■ Given instruction: Count the lines in the items below that contain the string "shredded", matching case exactly. Give only the number.

_ _ _ _

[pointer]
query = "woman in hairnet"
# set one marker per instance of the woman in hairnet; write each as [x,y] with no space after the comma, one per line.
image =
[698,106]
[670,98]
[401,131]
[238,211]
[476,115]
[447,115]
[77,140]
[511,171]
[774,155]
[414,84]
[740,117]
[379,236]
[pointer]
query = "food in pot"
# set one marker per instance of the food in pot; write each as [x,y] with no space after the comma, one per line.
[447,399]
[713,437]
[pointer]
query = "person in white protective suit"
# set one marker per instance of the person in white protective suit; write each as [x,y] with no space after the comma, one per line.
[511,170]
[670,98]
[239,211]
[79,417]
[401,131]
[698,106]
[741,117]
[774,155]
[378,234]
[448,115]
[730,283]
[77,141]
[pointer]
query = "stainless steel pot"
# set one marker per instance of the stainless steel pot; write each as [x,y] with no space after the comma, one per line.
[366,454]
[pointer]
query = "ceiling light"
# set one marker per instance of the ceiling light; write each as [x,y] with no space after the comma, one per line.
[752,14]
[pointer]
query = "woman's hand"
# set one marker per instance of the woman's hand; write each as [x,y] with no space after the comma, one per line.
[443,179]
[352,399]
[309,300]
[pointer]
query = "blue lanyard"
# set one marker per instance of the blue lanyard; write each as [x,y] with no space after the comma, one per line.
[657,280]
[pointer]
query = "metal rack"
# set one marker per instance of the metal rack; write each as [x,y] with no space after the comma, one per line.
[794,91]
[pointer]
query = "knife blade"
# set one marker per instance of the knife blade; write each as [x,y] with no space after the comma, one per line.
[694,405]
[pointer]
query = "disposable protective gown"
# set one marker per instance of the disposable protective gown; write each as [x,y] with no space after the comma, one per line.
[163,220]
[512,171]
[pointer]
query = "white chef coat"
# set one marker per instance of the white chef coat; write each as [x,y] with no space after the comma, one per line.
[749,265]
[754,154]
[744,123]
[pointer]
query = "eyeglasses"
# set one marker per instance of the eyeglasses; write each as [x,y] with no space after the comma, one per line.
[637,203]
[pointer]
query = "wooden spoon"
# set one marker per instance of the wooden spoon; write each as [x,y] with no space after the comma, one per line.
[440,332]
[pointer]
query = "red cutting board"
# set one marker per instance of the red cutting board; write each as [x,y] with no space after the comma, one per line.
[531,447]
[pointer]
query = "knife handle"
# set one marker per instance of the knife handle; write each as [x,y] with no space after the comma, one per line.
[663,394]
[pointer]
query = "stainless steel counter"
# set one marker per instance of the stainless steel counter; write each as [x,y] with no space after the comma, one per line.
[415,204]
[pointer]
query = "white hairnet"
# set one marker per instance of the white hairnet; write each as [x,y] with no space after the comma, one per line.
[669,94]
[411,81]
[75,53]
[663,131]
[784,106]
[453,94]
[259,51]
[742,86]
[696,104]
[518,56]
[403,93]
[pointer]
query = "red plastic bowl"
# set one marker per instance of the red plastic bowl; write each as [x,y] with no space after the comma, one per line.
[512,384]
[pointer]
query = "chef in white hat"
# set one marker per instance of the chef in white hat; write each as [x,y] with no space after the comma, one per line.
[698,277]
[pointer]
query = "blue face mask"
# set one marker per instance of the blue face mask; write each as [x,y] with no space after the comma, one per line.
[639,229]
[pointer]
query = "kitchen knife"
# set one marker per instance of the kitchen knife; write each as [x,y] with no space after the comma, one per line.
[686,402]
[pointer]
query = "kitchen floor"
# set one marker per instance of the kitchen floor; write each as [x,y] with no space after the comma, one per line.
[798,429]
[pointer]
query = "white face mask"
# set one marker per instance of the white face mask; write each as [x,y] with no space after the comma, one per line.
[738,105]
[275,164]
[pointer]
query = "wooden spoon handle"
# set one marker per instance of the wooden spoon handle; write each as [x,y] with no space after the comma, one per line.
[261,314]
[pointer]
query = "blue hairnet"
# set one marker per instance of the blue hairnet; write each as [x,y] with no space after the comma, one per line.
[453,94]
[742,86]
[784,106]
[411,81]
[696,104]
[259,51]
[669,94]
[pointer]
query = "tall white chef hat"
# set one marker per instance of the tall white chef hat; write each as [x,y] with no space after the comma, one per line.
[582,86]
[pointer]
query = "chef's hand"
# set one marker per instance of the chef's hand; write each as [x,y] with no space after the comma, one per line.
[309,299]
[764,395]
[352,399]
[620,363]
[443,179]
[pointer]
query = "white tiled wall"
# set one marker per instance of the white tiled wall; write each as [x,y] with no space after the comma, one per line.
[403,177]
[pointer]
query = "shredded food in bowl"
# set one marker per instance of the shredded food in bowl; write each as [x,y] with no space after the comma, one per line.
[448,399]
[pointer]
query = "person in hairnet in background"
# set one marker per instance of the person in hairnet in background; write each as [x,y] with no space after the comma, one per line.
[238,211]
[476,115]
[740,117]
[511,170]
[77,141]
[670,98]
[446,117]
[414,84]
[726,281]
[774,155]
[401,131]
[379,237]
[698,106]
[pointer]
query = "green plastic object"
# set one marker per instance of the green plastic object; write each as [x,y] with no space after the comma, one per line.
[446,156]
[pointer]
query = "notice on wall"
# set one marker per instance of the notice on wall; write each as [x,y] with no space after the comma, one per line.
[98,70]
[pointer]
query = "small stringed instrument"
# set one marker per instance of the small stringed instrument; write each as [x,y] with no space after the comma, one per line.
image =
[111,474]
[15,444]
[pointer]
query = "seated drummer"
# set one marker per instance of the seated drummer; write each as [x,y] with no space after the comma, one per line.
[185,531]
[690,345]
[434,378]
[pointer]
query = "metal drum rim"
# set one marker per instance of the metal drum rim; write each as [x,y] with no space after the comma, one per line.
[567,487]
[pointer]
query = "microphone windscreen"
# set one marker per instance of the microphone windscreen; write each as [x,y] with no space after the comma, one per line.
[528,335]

_ _ _ _

■ Worked answer: 2